[Stored data entries]

►

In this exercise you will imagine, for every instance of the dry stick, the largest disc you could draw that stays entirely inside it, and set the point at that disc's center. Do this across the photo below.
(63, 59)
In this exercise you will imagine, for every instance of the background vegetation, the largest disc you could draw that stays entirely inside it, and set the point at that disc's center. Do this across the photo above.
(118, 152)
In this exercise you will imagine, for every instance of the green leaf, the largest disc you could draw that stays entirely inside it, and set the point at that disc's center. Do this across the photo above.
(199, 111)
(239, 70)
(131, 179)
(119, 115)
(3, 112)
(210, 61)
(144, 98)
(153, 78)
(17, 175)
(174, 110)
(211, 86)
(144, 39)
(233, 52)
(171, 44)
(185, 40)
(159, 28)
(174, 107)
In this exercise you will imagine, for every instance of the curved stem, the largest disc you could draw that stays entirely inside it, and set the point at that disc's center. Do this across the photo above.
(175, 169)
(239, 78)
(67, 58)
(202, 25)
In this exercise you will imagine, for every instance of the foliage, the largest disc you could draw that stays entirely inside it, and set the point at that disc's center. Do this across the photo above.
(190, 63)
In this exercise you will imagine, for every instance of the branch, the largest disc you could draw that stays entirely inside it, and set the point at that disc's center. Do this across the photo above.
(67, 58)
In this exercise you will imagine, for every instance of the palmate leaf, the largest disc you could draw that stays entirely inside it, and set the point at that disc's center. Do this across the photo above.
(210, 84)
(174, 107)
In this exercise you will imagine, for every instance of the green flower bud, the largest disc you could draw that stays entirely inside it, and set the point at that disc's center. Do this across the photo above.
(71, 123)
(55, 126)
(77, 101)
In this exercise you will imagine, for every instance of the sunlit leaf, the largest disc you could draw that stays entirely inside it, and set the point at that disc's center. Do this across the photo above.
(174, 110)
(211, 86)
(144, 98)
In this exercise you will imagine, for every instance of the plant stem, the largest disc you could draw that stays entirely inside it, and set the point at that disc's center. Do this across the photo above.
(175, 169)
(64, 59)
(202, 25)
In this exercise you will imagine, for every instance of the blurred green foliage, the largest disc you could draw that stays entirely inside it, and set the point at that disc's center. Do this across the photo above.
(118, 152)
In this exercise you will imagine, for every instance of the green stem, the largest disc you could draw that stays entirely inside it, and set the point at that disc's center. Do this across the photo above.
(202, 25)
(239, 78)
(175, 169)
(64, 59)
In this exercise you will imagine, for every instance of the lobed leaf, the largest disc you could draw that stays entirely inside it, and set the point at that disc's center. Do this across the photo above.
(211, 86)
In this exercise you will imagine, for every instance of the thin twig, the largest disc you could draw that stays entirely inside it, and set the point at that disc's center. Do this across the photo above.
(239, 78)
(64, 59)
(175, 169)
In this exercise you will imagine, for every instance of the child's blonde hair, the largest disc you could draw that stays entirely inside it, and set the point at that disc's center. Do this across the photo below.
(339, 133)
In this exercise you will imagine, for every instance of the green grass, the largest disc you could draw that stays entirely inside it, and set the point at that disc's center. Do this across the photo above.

◄

=== ABOUT THIS EXERCISE ===
All the records above need to be restated exactly, line by line.

=== RESPONSE FOR THIS EXERCISE ===
In this exercise you will imagine, for every instance of the dry stick, the largest disc you could draw that stays entirely inside it, and set the point at that disc's center. Do this across the photo below.
(63, 59)
In this exercise you will imagine, for every instance of the background vegetation, the largest disc you could draw that stays entirely inside it, and set the point at that disc's center. Do this across the photo above.
(118, 152)
In this exercise you will imagine, for every instance of the green leaf, the largest disc you could draw that stays entirely inside it, and set the point at that disc's center. Do this across the photo above.
(199, 111)
(239, 70)
(131, 179)
(119, 115)
(3, 112)
(210, 61)
(144, 98)
(153, 78)
(17, 175)
(174, 110)
(211, 86)
(144, 39)
(233, 52)
(171, 44)
(185, 40)
(159, 28)
(174, 107)
In this exercise you will imagine, for every instance of the curved stem, the largest disc you could draw that stays entirely inside it, and set the point at that disc's center. Do this across the photo above.
(175, 169)
(239, 78)
(67, 58)
(202, 25)
In this exercise you will imagine, for every instance of the foliage, the largest disc you could draw that stays entirely inside it, and set the point at that disc's center. Do this across the photo above.
(190, 63)
In this exercise you will imagine, for every instance of the branch, the largest disc you could draw that stays entirely inside it, and set the point at that disc's center. Do this across the photo above.
(67, 58)
In this exercise you will imagine, for every instance of the palmate leaf, the largest disc you could draw that stays entirely inside it, and set the point at that disc's center. Do this across the photo above.
(210, 84)
(174, 107)
In this exercise you will imagine, for every instance of the green flower bud, the largest disc you could draw that stays entirely inside it, and set the point at that disc's center. Do this across the photo above.
(71, 123)
(55, 126)
(77, 101)
In this exercise you will imagine, for every instance of the sunlit leaf, the largest disc you could draw that stays entirely inside it, and set the point at that disc's center. Do this across the photo above.
(174, 110)
(211, 86)
(144, 98)
In this exercise you will imagine, for every instance of the plant stem, the largest disc you could draw that stays entirely inside it, and set the point at that disc's center. Do this across the photo above.
(175, 169)
(64, 59)
(202, 25)
In this exercise you will imagine, for every instance of the blurred green foliage, the largest disc you could draw that stays entirely inside it, and set the point at that disc's center. Do this across the photo above.
(118, 152)
In this exercise you will imagine, for every instance of the green stem, the largest disc you could draw that stays entirely inside it, and set the point at that disc's center. Do this across the photo above.
(202, 25)
(239, 78)
(175, 169)
(64, 59)
In this exercise you will imagine, for every instance of the lobed leaf, the largest disc you could draw that stays entirely inside it, and set the point at that disc's center. Do this across the photo above.
(211, 86)
In this exercise you will imagine, for every instance of the thin twig, the largest disc you could draw that stays entirely inside it, and set the point at that disc's center. Do this across the photo above.
(239, 78)
(64, 59)
(175, 169)
In this exercise you will imagine, for every instance of the child's blonde hair, the largest disc you could draw that stays entirely inside it, and set the point at that disc's center. Do this across the photo below.
(339, 133)
In this exercise you will imagine, for every instance of the green grass, the largest disc you could draw that stays entirely inside it, and set the point at that disc's center. Do this across the photo above.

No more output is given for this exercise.